━━━ PROVIDED INFORMATION

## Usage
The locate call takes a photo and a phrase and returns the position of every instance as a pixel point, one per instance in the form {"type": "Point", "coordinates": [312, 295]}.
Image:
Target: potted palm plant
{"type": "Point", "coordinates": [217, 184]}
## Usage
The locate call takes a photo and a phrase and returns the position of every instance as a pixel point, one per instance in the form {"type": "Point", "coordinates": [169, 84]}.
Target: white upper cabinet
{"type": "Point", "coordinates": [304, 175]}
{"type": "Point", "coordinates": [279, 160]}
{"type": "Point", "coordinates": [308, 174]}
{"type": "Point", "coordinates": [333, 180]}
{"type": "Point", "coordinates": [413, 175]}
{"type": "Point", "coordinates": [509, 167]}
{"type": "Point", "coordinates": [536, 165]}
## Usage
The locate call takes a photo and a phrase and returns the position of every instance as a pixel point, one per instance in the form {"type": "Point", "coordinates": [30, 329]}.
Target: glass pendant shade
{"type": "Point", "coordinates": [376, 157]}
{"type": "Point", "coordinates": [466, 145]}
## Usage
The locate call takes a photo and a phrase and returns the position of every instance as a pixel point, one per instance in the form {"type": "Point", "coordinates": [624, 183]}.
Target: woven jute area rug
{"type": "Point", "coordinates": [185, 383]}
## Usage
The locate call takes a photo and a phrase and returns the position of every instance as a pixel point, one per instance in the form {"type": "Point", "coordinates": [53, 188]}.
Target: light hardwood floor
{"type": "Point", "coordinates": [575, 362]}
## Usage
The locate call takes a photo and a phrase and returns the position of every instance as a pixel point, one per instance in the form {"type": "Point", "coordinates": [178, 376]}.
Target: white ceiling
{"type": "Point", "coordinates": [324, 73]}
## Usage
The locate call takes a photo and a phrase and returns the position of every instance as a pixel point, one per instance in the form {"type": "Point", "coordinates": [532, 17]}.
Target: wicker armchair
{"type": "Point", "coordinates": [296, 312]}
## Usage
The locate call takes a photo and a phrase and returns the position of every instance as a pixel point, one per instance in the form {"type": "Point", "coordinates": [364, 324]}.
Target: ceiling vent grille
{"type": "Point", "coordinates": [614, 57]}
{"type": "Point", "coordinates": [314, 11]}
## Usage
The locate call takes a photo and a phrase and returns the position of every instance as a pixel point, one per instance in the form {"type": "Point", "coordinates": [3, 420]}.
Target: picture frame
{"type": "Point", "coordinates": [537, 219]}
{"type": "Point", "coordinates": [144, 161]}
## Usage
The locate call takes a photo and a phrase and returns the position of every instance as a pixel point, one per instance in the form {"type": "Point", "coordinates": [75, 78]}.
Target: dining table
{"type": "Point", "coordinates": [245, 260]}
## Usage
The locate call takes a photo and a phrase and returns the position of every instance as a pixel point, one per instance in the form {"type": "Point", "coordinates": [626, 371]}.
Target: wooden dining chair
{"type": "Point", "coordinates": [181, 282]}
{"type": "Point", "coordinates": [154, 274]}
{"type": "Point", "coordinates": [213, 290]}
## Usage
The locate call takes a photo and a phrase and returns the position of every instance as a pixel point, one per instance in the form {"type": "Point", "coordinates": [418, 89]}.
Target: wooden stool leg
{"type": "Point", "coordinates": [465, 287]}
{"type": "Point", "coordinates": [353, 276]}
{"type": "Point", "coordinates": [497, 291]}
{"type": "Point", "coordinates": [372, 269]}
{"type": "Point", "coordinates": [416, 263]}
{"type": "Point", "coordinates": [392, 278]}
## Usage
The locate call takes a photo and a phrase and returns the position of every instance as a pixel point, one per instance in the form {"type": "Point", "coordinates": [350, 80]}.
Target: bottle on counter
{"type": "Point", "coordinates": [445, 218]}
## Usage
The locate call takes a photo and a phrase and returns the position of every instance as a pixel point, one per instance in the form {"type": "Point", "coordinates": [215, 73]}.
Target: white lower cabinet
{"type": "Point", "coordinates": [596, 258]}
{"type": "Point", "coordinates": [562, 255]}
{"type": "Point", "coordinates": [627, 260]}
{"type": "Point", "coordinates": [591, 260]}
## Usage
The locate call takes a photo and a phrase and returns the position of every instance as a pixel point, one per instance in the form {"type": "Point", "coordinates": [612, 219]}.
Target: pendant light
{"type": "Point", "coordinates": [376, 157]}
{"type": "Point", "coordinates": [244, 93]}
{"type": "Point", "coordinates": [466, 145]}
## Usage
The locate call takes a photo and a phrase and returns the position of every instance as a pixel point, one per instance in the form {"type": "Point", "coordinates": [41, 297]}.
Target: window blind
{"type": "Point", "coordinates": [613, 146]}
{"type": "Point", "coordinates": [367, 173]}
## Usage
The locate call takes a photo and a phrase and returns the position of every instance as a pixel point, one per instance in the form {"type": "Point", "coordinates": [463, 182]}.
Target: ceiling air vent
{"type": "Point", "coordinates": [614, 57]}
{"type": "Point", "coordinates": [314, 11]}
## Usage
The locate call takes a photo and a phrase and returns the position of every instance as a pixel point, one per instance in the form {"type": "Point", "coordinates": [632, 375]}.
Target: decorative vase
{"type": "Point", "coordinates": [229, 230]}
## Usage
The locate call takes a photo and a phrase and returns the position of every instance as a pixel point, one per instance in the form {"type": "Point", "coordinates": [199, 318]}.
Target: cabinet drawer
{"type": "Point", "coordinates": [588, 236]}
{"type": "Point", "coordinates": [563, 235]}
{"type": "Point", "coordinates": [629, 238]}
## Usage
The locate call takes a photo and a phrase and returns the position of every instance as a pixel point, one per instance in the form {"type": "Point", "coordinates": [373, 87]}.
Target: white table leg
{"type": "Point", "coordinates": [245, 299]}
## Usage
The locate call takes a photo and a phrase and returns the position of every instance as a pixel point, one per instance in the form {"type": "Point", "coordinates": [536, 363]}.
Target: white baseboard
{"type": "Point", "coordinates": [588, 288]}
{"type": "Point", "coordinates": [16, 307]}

━━━━━━

● WHAT YOU HAVE TO DO
Set all of the material down once more, unchanged.

● SOLUTION TO THIS TASK
## Usage
The locate call takes a photo and a phrase and returns the position of every instance as a pixel point, one per instance in the form {"type": "Point", "coordinates": [312, 295]}.
Image:
Target: potted palm plant
{"type": "Point", "coordinates": [217, 184]}
## Usage
The locate call takes a photo and a phrase and returns the position of every instance as a pixel point, one per instance in the form {"type": "Point", "coordinates": [169, 84]}.
Target: white upper cabinet
{"type": "Point", "coordinates": [304, 175]}
{"type": "Point", "coordinates": [279, 160]}
{"type": "Point", "coordinates": [308, 174]}
{"type": "Point", "coordinates": [333, 180]}
{"type": "Point", "coordinates": [413, 175]}
{"type": "Point", "coordinates": [509, 167]}
{"type": "Point", "coordinates": [536, 165]}
## Usage
The locate call takes a photo and a phrase and returns the position of every instance as a pixel point, one per instance in the form {"type": "Point", "coordinates": [30, 329]}.
Target: glass pendant shade
{"type": "Point", "coordinates": [376, 157]}
{"type": "Point", "coordinates": [466, 145]}
## Usage
The locate call takes a photo and a phrase and returns the position of every instance as a pixel point, one per instance in the form {"type": "Point", "coordinates": [624, 183]}.
Target: woven jute area rug
{"type": "Point", "coordinates": [185, 383]}
## Usage
The locate call takes a photo and a phrase and returns the position of every instance as a pixel point, one per instance in the form {"type": "Point", "coordinates": [53, 188]}.
Target: light hardwood floor
{"type": "Point", "coordinates": [575, 362]}
## Usage
The locate call takes a photo and a phrase and returns the position of every instance as a pixel point, one per instance in the form {"type": "Point", "coordinates": [178, 376]}.
Target: white ceiling
{"type": "Point", "coordinates": [324, 73]}
## Usage
The locate call takes a photo and a phrase and returns the position of every instance as a pixel point, one per instance in the form {"type": "Point", "coordinates": [532, 17]}.
Target: wicker armchair
{"type": "Point", "coordinates": [296, 312]}
## Usage
The locate call takes a photo and a phrase and returns the position of every instance as a pixel point, one per instance in the form {"type": "Point", "coordinates": [364, 324]}.
Target: ceiling vent grille
{"type": "Point", "coordinates": [614, 57]}
{"type": "Point", "coordinates": [314, 11]}
## Usage
The locate call takes a photo and a phrase and returns the position of every instance as a pixel point, one per instance in the form {"type": "Point", "coordinates": [3, 420]}.
Target: picture frame
{"type": "Point", "coordinates": [537, 219]}
{"type": "Point", "coordinates": [144, 161]}
## Usage
The locate call takes a photo and a phrase and returns the position of every instance as a pixel point, one per instance in the form {"type": "Point", "coordinates": [75, 78]}.
Target: dining table
{"type": "Point", "coordinates": [245, 260]}
## Usage
The locate call takes a photo and a phrase and returns the position of every instance as a pixel point, one per instance in the form {"type": "Point", "coordinates": [626, 371]}.
Target: wooden dining chair
{"type": "Point", "coordinates": [181, 282]}
{"type": "Point", "coordinates": [154, 274]}
{"type": "Point", "coordinates": [213, 290]}
## Usage
The locate call takes a photo and a phrase and returns the position of every instance as a pixel point, one per instance in the form {"type": "Point", "coordinates": [418, 89]}.
Target: wooden stool leg
{"type": "Point", "coordinates": [465, 287]}
{"type": "Point", "coordinates": [353, 276]}
{"type": "Point", "coordinates": [497, 291]}
{"type": "Point", "coordinates": [372, 269]}
{"type": "Point", "coordinates": [416, 263]}
{"type": "Point", "coordinates": [392, 278]}
## Usage
The locate call takes a photo and a phrase and returns the position of every instance as a pixel point, one per instance in the form {"type": "Point", "coordinates": [350, 80]}.
Target: bottle on counter
{"type": "Point", "coordinates": [445, 218]}
## Usage
The locate call takes a photo and a phrase and returns the position of every instance as a pixel point, one per instance in the form {"type": "Point", "coordinates": [215, 73]}.
Target: white lower cabinet
{"type": "Point", "coordinates": [596, 258]}
{"type": "Point", "coordinates": [562, 255]}
{"type": "Point", "coordinates": [627, 260]}
{"type": "Point", "coordinates": [591, 260]}
## Usage
The locate call takes a photo and a phrase and returns the position of every instance as a pixel point, one per instance in the form {"type": "Point", "coordinates": [612, 219]}.
Target: pendant light
{"type": "Point", "coordinates": [376, 157]}
{"type": "Point", "coordinates": [244, 93]}
{"type": "Point", "coordinates": [466, 145]}
## Usage
The locate call takes a photo and a phrase and returns the position of every instance as a pixel point, one per instance in the form {"type": "Point", "coordinates": [41, 297]}.
Target: window blind
{"type": "Point", "coordinates": [613, 146]}
{"type": "Point", "coordinates": [367, 173]}
## Usage
The locate call takes a photo and a phrase and returns the position of every instance as a pixel point, one per instance in the form {"type": "Point", "coordinates": [463, 182]}.
Target: ceiling air vent
{"type": "Point", "coordinates": [614, 57]}
{"type": "Point", "coordinates": [314, 11]}
## Usage
The locate call takes a photo and a phrase and returns the position of every instance as a pixel point, one per instance in the form {"type": "Point", "coordinates": [632, 375]}.
Target: decorative vase
{"type": "Point", "coordinates": [229, 230]}
## Usage
The locate call takes a photo and a phrase and returns the position of every instance as a pixel point, one per instance in the form {"type": "Point", "coordinates": [199, 318]}.
Target: cabinet drawer
{"type": "Point", "coordinates": [588, 236]}
{"type": "Point", "coordinates": [563, 235]}
{"type": "Point", "coordinates": [629, 238]}
## Usage
The locate call takes a photo and a phrase and returns the position of every instance as a pixel point, one per instance in the form {"type": "Point", "coordinates": [373, 87]}.
Target: white table leg
{"type": "Point", "coordinates": [245, 299]}
## Usage
The locate call takes a photo and a phrase and returns the position of every instance as a pixel point, one per instance in the form {"type": "Point", "coordinates": [536, 363]}.
Target: white baseboard
{"type": "Point", "coordinates": [588, 288]}
{"type": "Point", "coordinates": [16, 307]}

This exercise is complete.